▸ **The problem**: Leaving out any pictures, print the entries that follow exactly as they stand.

▸ **Data records**:

======

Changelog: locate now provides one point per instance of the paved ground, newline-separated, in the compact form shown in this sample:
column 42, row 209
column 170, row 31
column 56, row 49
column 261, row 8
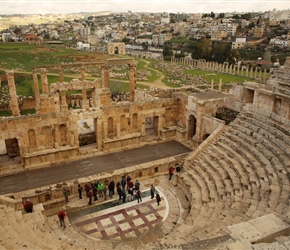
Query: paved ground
column 72, row 170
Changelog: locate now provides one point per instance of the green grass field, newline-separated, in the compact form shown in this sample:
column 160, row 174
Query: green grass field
column 226, row 78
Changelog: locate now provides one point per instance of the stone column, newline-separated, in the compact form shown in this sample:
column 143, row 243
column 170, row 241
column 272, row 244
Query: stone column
column 13, row 95
column 36, row 89
column 212, row 83
column 44, row 81
column 200, row 114
column 63, row 105
column 105, row 76
column 132, row 79
column 83, row 74
column 220, row 84
column 61, row 76
column 118, row 125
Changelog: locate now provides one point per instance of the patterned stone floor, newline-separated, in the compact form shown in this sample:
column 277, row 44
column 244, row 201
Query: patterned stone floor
column 128, row 220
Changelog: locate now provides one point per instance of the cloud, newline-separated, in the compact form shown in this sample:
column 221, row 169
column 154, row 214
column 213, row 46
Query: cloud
column 188, row 6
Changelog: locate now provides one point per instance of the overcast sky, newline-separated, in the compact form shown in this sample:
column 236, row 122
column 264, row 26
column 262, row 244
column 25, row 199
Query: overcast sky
column 188, row 6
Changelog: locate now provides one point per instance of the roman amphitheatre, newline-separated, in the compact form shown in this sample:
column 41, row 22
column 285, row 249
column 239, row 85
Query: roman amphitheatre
column 232, row 191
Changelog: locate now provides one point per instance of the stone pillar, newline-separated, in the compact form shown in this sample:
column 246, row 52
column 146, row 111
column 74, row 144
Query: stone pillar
column 105, row 76
column 264, row 77
column 132, row 79
column 61, row 76
column 105, row 130
column 200, row 114
column 36, row 89
column 220, row 84
column 63, row 104
column 12, row 92
column 118, row 125
column 44, row 81
column 83, row 74
column 212, row 83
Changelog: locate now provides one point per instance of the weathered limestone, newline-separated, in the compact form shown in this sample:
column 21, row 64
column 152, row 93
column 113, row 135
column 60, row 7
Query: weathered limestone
column 12, row 91
column 44, row 81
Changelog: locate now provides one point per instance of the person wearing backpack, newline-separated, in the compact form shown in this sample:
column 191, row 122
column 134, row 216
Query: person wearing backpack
column 61, row 215
column 28, row 206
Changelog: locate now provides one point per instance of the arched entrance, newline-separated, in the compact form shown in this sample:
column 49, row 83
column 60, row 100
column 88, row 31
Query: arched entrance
column 191, row 127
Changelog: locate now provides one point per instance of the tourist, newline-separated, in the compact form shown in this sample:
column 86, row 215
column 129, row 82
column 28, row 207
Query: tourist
column 138, row 194
column 158, row 199
column 123, row 194
column 152, row 191
column 95, row 191
column 111, row 188
column 178, row 168
column 171, row 169
column 137, row 185
column 90, row 195
column 101, row 189
column 105, row 192
column 61, row 215
column 128, row 181
column 130, row 187
column 123, row 182
column 28, row 206
column 65, row 194
column 80, row 189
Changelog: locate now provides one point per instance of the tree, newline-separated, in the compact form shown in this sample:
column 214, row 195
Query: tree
column 145, row 46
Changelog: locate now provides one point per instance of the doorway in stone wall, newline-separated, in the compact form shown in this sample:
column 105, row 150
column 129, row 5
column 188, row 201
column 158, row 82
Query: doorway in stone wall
column 87, row 132
column 191, row 127
column 9, row 155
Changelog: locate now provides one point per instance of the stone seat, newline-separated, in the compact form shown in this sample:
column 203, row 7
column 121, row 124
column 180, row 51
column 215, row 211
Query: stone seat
column 215, row 177
column 213, row 190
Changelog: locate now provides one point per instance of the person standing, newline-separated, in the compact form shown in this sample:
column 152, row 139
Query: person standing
column 123, row 182
column 137, row 185
column 28, row 206
column 90, row 195
column 138, row 194
column 80, row 189
column 65, row 194
column 61, row 215
column 152, row 191
column 123, row 194
column 170, row 171
column 158, row 199
column 111, row 188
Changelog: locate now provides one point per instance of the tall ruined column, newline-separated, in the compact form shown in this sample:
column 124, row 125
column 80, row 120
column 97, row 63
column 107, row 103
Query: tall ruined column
column 61, row 76
column 83, row 74
column 132, row 78
column 36, row 89
column 200, row 114
column 220, row 84
column 85, row 101
column 13, row 94
column 63, row 105
column 44, row 81
column 105, row 76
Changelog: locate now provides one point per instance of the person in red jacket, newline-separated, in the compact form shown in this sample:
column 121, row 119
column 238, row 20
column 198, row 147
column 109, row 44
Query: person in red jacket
column 61, row 215
column 90, row 194
column 171, row 169
column 28, row 206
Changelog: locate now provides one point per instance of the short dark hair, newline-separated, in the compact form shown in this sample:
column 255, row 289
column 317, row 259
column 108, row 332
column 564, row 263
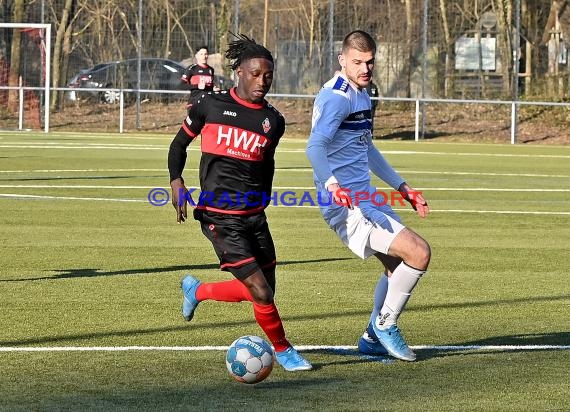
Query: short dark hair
column 244, row 49
column 359, row 40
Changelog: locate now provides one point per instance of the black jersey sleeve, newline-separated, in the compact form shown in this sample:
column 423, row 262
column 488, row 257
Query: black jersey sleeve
column 177, row 154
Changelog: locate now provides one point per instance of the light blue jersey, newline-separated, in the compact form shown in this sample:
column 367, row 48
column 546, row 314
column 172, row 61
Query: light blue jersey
column 340, row 149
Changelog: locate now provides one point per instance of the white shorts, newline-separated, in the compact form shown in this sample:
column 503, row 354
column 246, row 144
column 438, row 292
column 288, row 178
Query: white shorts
column 356, row 229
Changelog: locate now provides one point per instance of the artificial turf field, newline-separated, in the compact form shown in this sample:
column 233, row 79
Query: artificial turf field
column 90, row 301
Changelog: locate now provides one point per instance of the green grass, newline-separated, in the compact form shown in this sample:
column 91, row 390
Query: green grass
column 101, row 273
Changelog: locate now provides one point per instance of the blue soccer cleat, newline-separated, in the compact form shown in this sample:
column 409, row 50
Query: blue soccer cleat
column 189, row 285
column 292, row 361
column 368, row 344
column 394, row 343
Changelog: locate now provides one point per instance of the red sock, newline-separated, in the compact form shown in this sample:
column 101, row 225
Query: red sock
column 268, row 318
column 228, row 291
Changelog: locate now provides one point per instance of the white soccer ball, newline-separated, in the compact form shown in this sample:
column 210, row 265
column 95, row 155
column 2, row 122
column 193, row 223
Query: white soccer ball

======

▸ **Answer for this exercise**:
Changelog: locate now provides one point per instance of the paved ground, newline-separated, in the compact form shown in this sample:
column 42, row 209
column 170, row 31
column 56, row 49
column 261, row 8
Query: paved ground
column 72, row 170
Changelog: locate now provides one point per instance of the green grass field, newline-separated, in the compact form shown in this sample:
column 160, row 174
Query: green grass field
column 226, row 78
Changelog: locate now provides one point per instance of the stone column, newline-separated, in the compact form shown in this sample:
column 143, row 243
column 170, row 241
column 272, row 244
Query: stone column
column 13, row 95
column 36, row 89
column 212, row 83
column 44, row 81
column 200, row 114
column 63, row 105
column 105, row 76
column 132, row 79
column 83, row 74
column 220, row 84
column 61, row 76
column 118, row 125
Changelog: locate now provides one point per instance of the patterned stone floor, newline-separated, in the compact form shown in this sample:
column 277, row 44
column 244, row 201
Query: patterned stone floor
column 128, row 220
Changelog: locate now provides one point per instance of the cloud, newline-separated, in the compact form shown in this sample:
column 221, row 169
column 154, row 214
column 213, row 46
Query: cloud
column 188, row 6
Changelog: locate now provides one point per instance of the overcast sky, newline-separated, in the compact form shown in this sample:
column 236, row 122
column 264, row 26
column 262, row 244
column 25, row 199
Query: overcast sky
column 188, row 6
Changelog: locate now provides one point per instance of the roman amphitheatre, newline-separated, in the compact form shown in this sample:
column 41, row 22
column 285, row 249
column 239, row 85
Query: roman amphitheatre
column 232, row 191
Changelog: locate now provides one point per instance of the stone pillar, newline-separated, in the compact form shown in this sample:
column 246, row 52
column 146, row 111
column 74, row 144
Query: stone pillar
column 105, row 76
column 264, row 77
column 132, row 79
column 61, row 76
column 105, row 130
column 200, row 114
column 36, row 89
column 220, row 84
column 63, row 104
column 12, row 92
column 118, row 125
column 44, row 81
column 83, row 74
column 212, row 83
Changelog: locate now provides one point per instance of the weathered limestone, newline-separated, in the compact form shown in this sample:
column 21, row 64
column 152, row 93
column 113, row 135
column 60, row 7
Query: weathered limestone
column 12, row 91
column 44, row 81
Changelog: locate now provides one point per instance of the person wearing backpack, newline-separated, in the compact form shown in this sample:
column 191, row 122
column 134, row 216
Query: person wearing backpack
column 61, row 215
column 28, row 206
Changelog: locate now provides one point per instance of the arched entrance, newline-separated, in the compact form shown in this sample:
column 49, row 83
column 60, row 100
column 88, row 31
Query: arched entrance
column 191, row 127
Changelog: locate now provides one point per instance of the tourist, newline-separated, in the compact form shown in this sample:
column 86, row 215
column 129, row 82
column 28, row 207
Query: tourist
column 138, row 194
column 158, row 199
column 123, row 194
column 152, row 191
column 95, row 191
column 111, row 188
column 178, row 168
column 171, row 169
column 137, row 185
column 90, row 195
column 101, row 189
column 105, row 192
column 61, row 215
column 128, row 181
column 130, row 187
column 123, row 182
column 28, row 206
column 65, row 194
column 80, row 189
Changelog: locate now provides one point per instance of the tree, newline-separated, in the compact form shown in this sample:
column 214, row 195
Query: tree
column 145, row 46
Changelog: locate now provides one point per instance of the doorway in stone wall, newline-separated, in the compact form shown in this sample:
column 105, row 150
column 129, row 5
column 188, row 201
column 158, row 82
Query: doorway in stone wall
column 87, row 132
column 191, row 127
column 9, row 155
Changelog: locate now provides one point per instance of the stone seat, newline-separated, in the compact form shown in this sample:
column 203, row 7
column 121, row 124
column 180, row 51
column 215, row 211
Query: stone seat
column 215, row 177
column 213, row 190
Changelog: locate now provides one point per instance of the person standing, newline-separated, in the compact form shown in this sample:
column 152, row 139
Query: person standing
column 123, row 182
column 137, row 185
column 28, row 206
column 90, row 195
column 138, row 194
column 80, row 189
column 65, row 194
column 61, row 215
column 152, row 191
column 123, row 194
column 170, row 171
column 158, row 199
column 111, row 188
Changelog: locate now provides one point per instance of the tall ruined column, newline-separated, in the compact form shown in this sample:
column 124, row 125
column 80, row 120
column 97, row 63
column 107, row 103
Query: tall ruined column
column 61, row 76
column 83, row 74
column 132, row 78
column 36, row 89
column 200, row 114
column 220, row 84
column 85, row 101
column 13, row 94
column 63, row 105
column 44, row 81
column 105, row 76
Changelog: locate now provides one point per instance of the person in red jacket, newline-separated, in the compact form shown in this sample:
column 121, row 119
column 238, row 20
column 198, row 147
column 109, row 44
Query: person in red jacket
column 61, row 215
column 90, row 194
column 171, row 169
column 28, row 206
Changelog: locate now provides one point per instance of the short dark hair, newline-separated, in the compact form shown in this sample:
column 255, row 289
column 317, row 259
column 108, row 332
column 564, row 263
Query: short dark hair
column 244, row 49
column 359, row 40
Changelog: locate now provides one point per instance of the black jersey sleeve, newline-separated, in the compact form shown in this sample:
column 423, row 262
column 488, row 257
Query: black jersey sleeve
column 177, row 154
Changelog: locate now provides one point per instance of the light blue jersey, newline-separated, in the compact form shown in this sample:
column 367, row 48
column 546, row 314
column 172, row 61
Query: light blue jersey
column 340, row 149
Changelog: locate now provides one point per instance of the white shorts, newline-separated, in the compact form shown in this sample:
column 503, row 354
column 246, row 144
column 438, row 292
column 288, row 178
Query: white shorts
column 356, row 229
Changelog: locate now provides one point per instance of the artificial turf field, newline-separated, in the compact form shown in this sample:
column 233, row 79
Query: artificial turf field
column 90, row 301
Changelog: locate now provides one point per instance of the green grass, newline-separated, in the compact form shown in this sample:
column 91, row 390
Query: green grass
column 101, row 273
Changelog: locate now provides one point per instance of the blue soccer cleat, newline-separated, in the compact form shown in this sample:
column 409, row 50
Query: blue soccer cleat
column 189, row 285
column 292, row 361
column 368, row 344
column 394, row 343
Changelog: locate now provides one point per instance of the red sock, newline-separated, in the compact form shown in this sample:
column 101, row 225
Query: red sock
column 268, row 318
column 228, row 291
Changelog: locate now provides one point per instance of the white soccer ball, newline-separated, in the compact form shown in this sample:
column 210, row 265
column 95, row 155
column 2, row 122
column 193, row 223
Query: white soccer ball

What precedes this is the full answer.